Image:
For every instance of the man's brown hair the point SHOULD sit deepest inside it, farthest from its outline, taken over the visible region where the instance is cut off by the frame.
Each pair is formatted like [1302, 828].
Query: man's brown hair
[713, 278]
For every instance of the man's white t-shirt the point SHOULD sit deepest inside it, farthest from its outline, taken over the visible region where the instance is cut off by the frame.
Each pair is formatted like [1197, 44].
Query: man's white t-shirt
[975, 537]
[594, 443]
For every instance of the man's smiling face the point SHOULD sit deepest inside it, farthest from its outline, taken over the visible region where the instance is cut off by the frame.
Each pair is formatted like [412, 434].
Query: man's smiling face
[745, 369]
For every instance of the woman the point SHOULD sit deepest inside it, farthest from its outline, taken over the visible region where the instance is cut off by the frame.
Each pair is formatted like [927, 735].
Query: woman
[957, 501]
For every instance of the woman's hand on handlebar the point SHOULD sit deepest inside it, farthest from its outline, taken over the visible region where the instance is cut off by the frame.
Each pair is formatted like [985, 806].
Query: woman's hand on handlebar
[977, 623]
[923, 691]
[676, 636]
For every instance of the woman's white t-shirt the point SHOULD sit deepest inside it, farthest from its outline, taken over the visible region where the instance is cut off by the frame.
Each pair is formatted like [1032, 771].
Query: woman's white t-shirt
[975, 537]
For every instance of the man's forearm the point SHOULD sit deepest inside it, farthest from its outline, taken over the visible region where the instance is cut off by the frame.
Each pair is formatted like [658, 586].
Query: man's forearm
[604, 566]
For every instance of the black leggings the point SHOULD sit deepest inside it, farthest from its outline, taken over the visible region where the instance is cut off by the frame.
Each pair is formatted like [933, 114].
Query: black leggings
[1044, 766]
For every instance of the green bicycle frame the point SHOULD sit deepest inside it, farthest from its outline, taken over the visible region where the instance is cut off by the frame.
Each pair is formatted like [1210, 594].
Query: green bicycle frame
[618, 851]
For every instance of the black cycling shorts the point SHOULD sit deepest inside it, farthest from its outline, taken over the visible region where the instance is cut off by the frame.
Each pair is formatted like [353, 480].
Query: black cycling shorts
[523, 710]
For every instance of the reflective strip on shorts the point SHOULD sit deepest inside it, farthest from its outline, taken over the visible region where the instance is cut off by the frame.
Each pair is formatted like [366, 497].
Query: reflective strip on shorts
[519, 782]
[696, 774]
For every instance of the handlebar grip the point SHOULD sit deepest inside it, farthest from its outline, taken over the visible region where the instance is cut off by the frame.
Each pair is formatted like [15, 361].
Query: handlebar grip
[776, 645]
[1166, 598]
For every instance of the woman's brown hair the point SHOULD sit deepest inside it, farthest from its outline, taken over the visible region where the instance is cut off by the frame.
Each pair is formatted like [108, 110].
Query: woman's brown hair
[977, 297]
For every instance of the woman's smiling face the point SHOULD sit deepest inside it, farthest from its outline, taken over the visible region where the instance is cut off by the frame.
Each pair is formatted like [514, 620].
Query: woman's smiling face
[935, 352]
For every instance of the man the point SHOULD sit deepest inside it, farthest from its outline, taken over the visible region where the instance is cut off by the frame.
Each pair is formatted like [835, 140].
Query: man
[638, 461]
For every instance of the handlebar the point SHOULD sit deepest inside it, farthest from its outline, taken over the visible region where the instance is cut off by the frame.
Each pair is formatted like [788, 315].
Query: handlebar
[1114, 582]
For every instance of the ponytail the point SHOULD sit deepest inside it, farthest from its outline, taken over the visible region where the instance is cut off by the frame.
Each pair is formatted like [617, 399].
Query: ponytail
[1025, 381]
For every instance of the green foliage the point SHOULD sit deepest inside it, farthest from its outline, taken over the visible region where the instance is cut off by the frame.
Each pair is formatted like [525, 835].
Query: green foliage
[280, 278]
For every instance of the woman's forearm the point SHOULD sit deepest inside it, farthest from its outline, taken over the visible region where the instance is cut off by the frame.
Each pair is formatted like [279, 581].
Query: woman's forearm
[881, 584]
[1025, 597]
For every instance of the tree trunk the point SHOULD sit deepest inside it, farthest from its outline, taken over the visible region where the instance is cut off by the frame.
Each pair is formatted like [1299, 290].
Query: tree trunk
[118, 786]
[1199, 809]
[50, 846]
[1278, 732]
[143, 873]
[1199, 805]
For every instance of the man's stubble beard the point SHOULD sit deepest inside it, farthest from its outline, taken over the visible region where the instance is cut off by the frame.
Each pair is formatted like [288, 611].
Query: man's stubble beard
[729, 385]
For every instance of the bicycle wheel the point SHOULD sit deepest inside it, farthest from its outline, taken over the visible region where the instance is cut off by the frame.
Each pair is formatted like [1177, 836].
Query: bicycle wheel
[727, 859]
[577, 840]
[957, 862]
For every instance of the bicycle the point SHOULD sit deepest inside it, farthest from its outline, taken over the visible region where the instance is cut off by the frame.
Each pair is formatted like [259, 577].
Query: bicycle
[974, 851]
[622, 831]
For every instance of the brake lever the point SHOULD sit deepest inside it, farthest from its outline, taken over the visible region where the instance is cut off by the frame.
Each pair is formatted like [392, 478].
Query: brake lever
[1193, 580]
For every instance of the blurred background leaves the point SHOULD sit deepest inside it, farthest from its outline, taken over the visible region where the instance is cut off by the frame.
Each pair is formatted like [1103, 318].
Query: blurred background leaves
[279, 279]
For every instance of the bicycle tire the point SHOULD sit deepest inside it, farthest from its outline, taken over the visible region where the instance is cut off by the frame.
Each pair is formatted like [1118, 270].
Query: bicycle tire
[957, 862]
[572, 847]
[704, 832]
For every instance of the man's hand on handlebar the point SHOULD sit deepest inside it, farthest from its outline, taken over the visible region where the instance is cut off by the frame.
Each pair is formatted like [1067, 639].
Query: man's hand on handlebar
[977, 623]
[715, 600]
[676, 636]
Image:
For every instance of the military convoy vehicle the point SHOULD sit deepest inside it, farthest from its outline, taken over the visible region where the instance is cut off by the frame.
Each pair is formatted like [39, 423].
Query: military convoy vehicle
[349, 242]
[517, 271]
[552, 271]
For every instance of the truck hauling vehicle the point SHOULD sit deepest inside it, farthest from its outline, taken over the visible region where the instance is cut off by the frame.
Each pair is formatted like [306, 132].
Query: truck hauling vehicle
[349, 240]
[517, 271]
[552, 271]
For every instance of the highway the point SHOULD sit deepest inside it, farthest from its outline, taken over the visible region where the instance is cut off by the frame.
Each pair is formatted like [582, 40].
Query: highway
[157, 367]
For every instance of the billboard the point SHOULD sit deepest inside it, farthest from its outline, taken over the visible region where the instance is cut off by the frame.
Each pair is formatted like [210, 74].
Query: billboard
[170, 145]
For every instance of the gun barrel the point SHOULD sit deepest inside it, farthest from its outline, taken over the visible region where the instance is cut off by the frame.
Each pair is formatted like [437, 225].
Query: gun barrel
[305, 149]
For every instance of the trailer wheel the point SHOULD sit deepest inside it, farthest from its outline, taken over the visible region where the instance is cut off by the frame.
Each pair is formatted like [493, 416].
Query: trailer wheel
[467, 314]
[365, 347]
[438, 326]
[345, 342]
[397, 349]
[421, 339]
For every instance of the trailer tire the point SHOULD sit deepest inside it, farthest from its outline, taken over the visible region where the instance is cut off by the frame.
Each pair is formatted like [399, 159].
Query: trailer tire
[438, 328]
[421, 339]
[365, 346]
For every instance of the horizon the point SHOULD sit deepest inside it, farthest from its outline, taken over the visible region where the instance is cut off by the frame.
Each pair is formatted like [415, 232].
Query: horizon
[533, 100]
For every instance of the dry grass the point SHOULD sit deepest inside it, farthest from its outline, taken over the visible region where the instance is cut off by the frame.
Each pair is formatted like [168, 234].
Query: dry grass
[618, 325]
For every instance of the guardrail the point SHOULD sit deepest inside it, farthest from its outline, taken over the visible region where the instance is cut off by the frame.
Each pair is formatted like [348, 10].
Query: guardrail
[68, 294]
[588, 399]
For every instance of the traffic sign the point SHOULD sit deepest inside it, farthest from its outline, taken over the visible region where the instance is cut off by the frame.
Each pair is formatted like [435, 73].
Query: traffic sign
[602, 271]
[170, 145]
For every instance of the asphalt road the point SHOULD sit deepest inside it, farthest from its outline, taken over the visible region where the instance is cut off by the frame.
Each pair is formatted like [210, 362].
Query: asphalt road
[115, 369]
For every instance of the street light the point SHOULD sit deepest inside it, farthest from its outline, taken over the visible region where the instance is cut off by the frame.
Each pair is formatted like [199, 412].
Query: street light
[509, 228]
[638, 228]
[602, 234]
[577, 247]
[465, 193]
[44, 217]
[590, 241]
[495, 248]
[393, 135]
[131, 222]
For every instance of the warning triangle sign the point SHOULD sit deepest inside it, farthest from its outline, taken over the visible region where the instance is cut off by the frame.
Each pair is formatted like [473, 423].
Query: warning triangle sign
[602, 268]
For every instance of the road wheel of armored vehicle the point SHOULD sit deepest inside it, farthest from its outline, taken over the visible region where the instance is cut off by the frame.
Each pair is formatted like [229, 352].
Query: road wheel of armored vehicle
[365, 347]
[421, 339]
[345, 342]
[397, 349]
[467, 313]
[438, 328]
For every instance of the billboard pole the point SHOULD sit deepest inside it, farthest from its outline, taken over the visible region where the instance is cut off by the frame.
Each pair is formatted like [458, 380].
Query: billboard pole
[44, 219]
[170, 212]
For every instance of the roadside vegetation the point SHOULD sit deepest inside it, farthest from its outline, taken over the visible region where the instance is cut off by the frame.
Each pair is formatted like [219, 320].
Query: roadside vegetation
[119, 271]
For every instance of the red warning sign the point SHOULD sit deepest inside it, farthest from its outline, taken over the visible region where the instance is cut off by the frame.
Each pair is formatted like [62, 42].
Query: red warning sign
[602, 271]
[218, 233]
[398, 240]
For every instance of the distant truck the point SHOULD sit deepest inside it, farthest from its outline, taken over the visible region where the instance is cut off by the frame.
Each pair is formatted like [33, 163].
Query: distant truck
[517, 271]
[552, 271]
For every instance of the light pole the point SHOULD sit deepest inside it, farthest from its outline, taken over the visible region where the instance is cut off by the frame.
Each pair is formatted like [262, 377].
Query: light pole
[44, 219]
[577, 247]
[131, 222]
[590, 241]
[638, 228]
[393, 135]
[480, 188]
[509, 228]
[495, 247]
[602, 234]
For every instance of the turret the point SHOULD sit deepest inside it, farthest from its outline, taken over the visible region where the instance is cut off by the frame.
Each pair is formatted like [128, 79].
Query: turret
☆ ☆ ☆ ☆
## DIRECTIONS FOR THIS TASK
Show all lines above containing "turret".

## RESULT FOR THIS EXERCISE
For every instance of the turret the point SHOULD sit deepest inside it, farthest from its outline, taken over the visible region where the instance is cut off by the frame.
Query: turret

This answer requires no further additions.